**PROBLEM:**
Hand back each record exactly as you find it.
BEGIN
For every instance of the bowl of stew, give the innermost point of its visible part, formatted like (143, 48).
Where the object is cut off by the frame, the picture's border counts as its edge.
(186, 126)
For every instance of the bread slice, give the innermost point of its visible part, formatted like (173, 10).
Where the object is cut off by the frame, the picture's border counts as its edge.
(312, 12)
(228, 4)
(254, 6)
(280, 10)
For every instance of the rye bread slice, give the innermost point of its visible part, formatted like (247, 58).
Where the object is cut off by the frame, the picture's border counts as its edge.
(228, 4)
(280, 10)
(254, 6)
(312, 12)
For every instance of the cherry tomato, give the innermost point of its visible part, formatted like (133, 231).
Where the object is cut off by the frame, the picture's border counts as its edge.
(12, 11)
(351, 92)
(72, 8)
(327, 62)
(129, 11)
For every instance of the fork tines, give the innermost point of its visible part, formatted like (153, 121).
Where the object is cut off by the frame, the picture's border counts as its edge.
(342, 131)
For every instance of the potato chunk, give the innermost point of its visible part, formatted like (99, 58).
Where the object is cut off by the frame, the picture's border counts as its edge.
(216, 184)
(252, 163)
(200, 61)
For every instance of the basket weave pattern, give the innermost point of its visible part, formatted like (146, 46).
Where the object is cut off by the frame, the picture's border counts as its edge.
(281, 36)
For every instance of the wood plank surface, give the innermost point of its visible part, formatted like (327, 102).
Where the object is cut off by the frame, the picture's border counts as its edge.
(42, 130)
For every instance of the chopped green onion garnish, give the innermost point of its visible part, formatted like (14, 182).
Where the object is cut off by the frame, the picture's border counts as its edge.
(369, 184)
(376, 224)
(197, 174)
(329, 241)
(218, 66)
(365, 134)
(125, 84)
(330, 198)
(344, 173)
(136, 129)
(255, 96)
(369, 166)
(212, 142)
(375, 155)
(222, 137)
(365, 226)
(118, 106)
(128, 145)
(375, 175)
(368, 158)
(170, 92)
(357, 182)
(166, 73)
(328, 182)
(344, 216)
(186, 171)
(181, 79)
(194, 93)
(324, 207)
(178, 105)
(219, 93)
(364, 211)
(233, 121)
END
**REPLY:**
For every instance of the bowl of stew, give the innermost point of its visible part, formatted like (143, 48).
Where the object is cut off by the frame, the picture's border counts as its edge.
(186, 126)
For every instance of the bread slice, give the innermost point of its visible part, formatted like (173, 10).
Where the object is cut off by the frame, the picture's border counts as its edge.
(312, 12)
(228, 4)
(254, 6)
(280, 10)
For every instance of the rye bread slice, give the innermost point of its visible part, formatted like (247, 58).
Where the object is cut off by the frame, the picture's border counts as its edge.
(228, 4)
(280, 10)
(254, 6)
(312, 12)
For every instance of the cherry tomato, give the innermost point of its visible part, formatted like (133, 231).
Where the object is cut off by the frame, the picture's border counts as its edge.
(12, 11)
(351, 92)
(72, 8)
(327, 62)
(129, 11)
For every instance of the fork tines, give the innermost point of its visible part, formatted like (153, 121).
Where the object is cut off by the frame, the picture's border counts as its edge.
(342, 131)
For every instance of the potato chunk, give the innermost point of its visible part, formatted like (99, 58).
Where the object is cut off by the frame, the picture's border counts as its edge.
(216, 184)
(252, 163)
(200, 61)
For every instance of the basket weave pattern, give the innermost point of its visible part, formatted like (146, 46).
Where the object is cut off by the frame, the picture's border counts as its edge.
(281, 36)
For every instance of the wood plank surface, give the innermost point of its visible part, formatted like (327, 102).
Where the object is cut off by the frame, the picture's border counts as its edge.
(42, 130)
For every instance of the chopped green onion garnish, give the innermost point of its visible part, formatted like (14, 182).
Where the object is cut off by the frame, the picture's border counts as its edge.
(369, 184)
(376, 224)
(197, 174)
(329, 241)
(218, 66)
(365, 134)
(125, 84)
(330, 198)
(344, 173)
(136, 129)
(255, 96)
(369, 166)
(212, 142)
(375, 155)
(222, 137)
(365, 226)
(118, 106)
(128, 145)
(375, 175)
(368, 158)
(170, 92)
(357, 182)
(166, 73)
(328, 182)
(344, 216)
(186, 171)
(181, 79)
(194, 93)
(324, 207)
(178, 105)
(219, 93)
(364, 211)
(233, 121)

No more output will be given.